_DESCRIPTION OF THE TASK_: Return every line of the listing below that contains the string "utility". Case counts when matching.

_DATASET EXTRACT_:
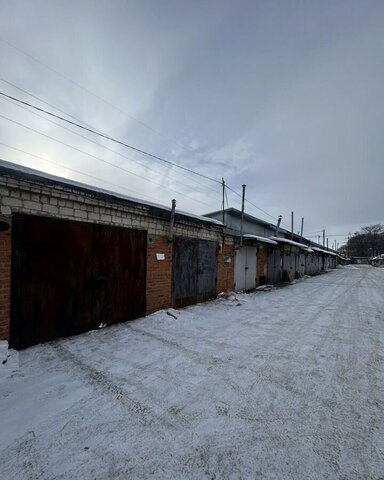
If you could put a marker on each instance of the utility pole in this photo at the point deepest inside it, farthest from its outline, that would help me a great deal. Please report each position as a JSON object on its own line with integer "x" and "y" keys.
---
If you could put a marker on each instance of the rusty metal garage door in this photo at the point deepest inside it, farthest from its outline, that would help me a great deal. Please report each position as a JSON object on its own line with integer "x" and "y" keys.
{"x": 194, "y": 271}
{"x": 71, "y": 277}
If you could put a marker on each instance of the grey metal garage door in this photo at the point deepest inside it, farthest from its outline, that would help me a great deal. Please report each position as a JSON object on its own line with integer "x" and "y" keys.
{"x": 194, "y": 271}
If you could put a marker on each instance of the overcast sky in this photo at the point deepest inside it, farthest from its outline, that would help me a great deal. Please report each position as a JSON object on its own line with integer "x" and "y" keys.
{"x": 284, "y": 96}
...
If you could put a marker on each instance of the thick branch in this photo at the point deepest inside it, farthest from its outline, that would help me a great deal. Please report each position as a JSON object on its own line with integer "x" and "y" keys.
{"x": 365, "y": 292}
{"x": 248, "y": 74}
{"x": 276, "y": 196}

_FULL OUTPUT_:
If you could put a marker on each instance of the utility pole in this photo at the point deepest inside it, farthest from its outline, that would help me a great deal. Please report each position as a JSON object on its own line with integer "x" and "y" keys.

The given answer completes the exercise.